■ ФРАГМЕНТ СТРАНИЦЫ:
-----

Такая линия — исторически-общественная или общественно-историческая, или политическая — должна быть в национальном театре. В другом театре ее может не быть, но здесь она должна быть. Потому что просветительская деятельность — это один из важных моментов национального театра.

— Как вы оцениваете перспективы театральной системы, созданной в Советском Союзе в тридцатые годы прошлого века и остающейся неизменной по сей день? Насколько она устойчива?

— Давно ее хотели трансформировать, но здесь все очень непросто. В этой системе все было распределено грамотно. Проблема в том, что у нас много плохих театров. Когда решили, не дожидаясь никакой реформы, о которой тысячу раз говорили и я, и некоторые мои коллеги много лет: давайте будем точечно пытаться пробовать. Например, объединение.

Почему так получилось с Ярославлем (в 2019 году был заявлен проект объединения Александринского театра с Ярославским театром имени Волкова, который так и не осуществился. — «Эксперт»)? «Вот, вы подаете пример», — мне это говорили большие начальники. Я им говорю: «Я никому примера не подаю, потому что нужно все делать с умом». Конечно, когда цирк с театром кукол объединяли и с музыкальным театром, да еще расположенные за сто километров друг от друга, — это идиотизм. Чтобы объединение имело какой-то смысл, необходима художественная идея. Тогда это будет по-другому. Можно объединить два-три театра, чтобы сделать один хороший. Только надо понимать, как это сделать. Много плохих театров, мы это знаем. С другой стороны, если сказать: «Давайте возьмем шестьсот театров, сколько там у нас в стране, и сделаем триста или четыреста» — они рубанут сразу, — им по барабану.

Я считаю, что в каком-то городе, даже если там плохой театр, его надо оставить, потому что он должен быть. Другое дело, надо думать, что с ним делать. Надо приводить студентов с молодыми режиссерами, привозить выпускников, давать им жилье. Надо думать о кадровой политике, а как иначе? Надо не бояться вводить контрактную систему. Пока ее нет, ничего не произойдет. Как люди сидят, так они и будут сидеть до гражданской панихиды. Для того чтобы ввести контрактную систему, надо все льготы социальные по-другому обозначить, а на это сегодня нет финансирования. Пандемия, помимо того что она объективно стала катастрофой, за нее теперь очень многие прячутся и еще долго будут прятаться. «Мы сейчас не можем» — это же очень удобно.

Валерий Фокин в 1979 году, в период работы в театре «Современник»

— Как вы оцениваете все те исторические периоды, которые переживал отечественный театр за последние полвека? Были ли семидесятые тем самым золотым периодом русского театра, который был обусловлен творческим соперничеством двух гигантов тех лет — «Таганки» и «Современника»?

-----

■ Данные о расстановке точек:

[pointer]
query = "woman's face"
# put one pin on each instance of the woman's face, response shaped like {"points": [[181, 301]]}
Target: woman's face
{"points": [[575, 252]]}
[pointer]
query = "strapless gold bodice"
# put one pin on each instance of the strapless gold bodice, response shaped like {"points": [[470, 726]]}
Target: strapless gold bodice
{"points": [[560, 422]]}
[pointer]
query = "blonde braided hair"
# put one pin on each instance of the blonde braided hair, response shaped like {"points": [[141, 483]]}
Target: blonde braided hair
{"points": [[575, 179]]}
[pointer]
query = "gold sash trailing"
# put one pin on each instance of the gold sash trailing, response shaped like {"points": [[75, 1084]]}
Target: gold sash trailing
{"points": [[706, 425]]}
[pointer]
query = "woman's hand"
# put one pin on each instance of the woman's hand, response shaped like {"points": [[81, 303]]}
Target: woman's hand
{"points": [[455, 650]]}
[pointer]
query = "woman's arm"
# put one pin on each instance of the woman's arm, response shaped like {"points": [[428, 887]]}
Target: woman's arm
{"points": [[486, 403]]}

-----

■ ЧТО ТРЕБУЕТСЯ: Выпишите из интервью о театре дословно отрывок от слов «Почему так получилось» до слов «им по барабану.» включительно.

■ РЕЗУЛЬТАТ ВЫПОЛНЕНИЯ:
Почему так получилось с Ярославлем (в 2019 году был заявлен проект объединения Александринского театра с Ярославским театром имени Волкова, который так и не осуществился. — «Эксперт»)? «Вот, вы подаете пример», — мне это говорили большие начальники. Я им говорю: «Я никому примера не подаю, потому что нужно все делать с умом». Конечно, когда цирк с театром кукол объединяли и с музыкальным театром, да еще расположенные за сто километров друг от друга, — это идиотизм. Чтобы объединение имело какой-то смысл, необходима художественная идея. Тогда это будет по-другому. Можно объединить два-три театра, чтобы сделать один хороший. Только надо понимать, как это сделать. Много плохих театров, мы это знаем. С другой стороны, если сказать: «Давайте возьмем шестьсот театров, сколько там у нас в стране, и сделаем триста или четыреста» — они рубанут сразу, — им по барабану.